(Excerpts of location labeling data)
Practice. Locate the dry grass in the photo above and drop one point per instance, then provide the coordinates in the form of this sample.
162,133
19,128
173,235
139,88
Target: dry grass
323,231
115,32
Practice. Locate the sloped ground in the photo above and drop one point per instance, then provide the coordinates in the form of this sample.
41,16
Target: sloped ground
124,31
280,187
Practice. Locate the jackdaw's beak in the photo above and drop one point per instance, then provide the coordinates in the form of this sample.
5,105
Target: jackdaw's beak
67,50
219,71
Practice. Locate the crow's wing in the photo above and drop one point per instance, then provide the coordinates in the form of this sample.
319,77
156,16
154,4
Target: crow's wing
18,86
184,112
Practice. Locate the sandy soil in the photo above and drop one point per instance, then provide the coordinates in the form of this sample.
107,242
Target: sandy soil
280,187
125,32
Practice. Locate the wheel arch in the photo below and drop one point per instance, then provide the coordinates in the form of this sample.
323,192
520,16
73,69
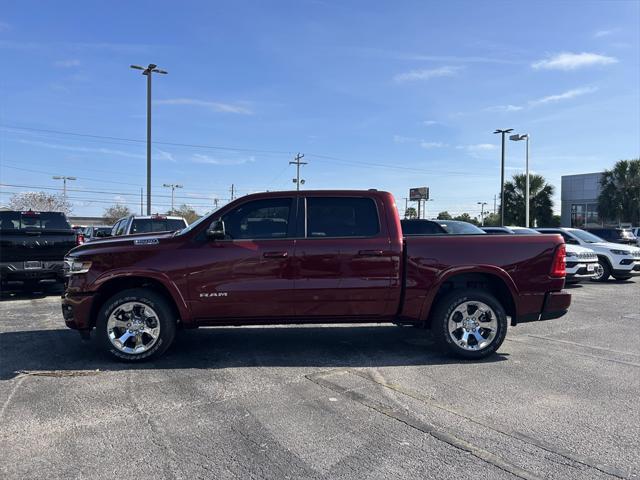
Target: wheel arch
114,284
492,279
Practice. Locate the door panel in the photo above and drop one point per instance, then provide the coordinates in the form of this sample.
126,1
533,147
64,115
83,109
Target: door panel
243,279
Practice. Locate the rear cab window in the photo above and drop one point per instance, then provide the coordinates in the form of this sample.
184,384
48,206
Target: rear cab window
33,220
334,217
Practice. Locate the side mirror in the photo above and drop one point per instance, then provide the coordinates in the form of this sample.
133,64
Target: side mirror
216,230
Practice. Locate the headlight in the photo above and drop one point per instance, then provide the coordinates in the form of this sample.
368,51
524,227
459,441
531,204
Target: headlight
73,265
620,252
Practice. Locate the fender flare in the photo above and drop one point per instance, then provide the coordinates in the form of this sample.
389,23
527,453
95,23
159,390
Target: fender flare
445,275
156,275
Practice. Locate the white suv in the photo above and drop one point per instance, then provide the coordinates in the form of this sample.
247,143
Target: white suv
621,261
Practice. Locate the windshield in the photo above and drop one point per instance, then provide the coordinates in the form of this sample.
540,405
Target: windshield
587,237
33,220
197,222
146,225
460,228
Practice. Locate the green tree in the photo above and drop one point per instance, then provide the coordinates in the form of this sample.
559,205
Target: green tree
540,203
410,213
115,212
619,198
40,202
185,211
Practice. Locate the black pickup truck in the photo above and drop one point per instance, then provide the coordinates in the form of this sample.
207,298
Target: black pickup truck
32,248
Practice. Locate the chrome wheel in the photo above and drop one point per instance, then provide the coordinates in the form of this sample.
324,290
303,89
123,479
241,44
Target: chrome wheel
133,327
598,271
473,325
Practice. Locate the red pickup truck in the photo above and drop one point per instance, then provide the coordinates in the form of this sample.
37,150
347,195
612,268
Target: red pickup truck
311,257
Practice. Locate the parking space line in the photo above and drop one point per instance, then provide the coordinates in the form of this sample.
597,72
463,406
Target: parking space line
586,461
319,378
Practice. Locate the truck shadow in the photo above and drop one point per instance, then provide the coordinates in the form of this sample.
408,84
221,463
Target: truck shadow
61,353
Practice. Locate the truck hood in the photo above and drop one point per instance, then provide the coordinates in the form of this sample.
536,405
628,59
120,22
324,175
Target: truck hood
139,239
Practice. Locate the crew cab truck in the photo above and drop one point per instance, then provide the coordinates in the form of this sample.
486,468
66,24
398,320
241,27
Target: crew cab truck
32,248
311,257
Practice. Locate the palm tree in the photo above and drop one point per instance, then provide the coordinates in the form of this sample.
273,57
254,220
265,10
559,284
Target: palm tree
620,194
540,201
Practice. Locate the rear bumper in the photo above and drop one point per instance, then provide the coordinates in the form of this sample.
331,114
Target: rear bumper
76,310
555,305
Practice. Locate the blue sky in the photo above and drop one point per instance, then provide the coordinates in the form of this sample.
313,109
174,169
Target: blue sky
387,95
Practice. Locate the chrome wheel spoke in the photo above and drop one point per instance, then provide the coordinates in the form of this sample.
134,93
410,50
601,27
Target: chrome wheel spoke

● **DIRECTIONS FOR THIS TASK**: Copy the rows verbatim, from the line containing "Practice. Locate the truck shadow" through the end of the rows, including both ends.

● **ANSWER TO THIS PROBLEM**:
Practice. Locate the truck shadow in the photo above and drop one point per instance, then provide the coordinates in the form of this sample.
408,84
221,463
Target: truck shadow
61,353
Practice. Locate the truck hood in the photo above and drop one point per instance, then provide the coordinates in the form of this sample.
536,405
628,59
120,22
324,175
Target: truck hood
139,239
Practice. Locate the crew cab truck in the photo above and drop one point per instance, then provide the coordinates in the form of this sample.
486,468
66,24
398,320
241,27
Target: crew cab truck
32,248
311,257
Practice. Locate the palm tree in the photo above and drop one point per instance, then provide the coordinates in the form of this sample.
273,57
254,220
265,10
559,284
Target: palm tree
620,194
540,201
Practice. Locate the rear bumper in the photo above and drop one point per instance, then provide the coordinates in the form of this sample.
331,114
Target: rear bumper
76,310
555,305
Practice. Locate the blue sky in the photo above and drop one point per instance, then provide the coordinates in the form of this sample.
313,109
174,169
Target: blue sky
387,95
Practice. Locate the chrome wheel spoke in the photo above and drop one point per instance, then provide the coordinates in the form of this sample.
134,93
410,50
601,27
Target: chrome wheel spoke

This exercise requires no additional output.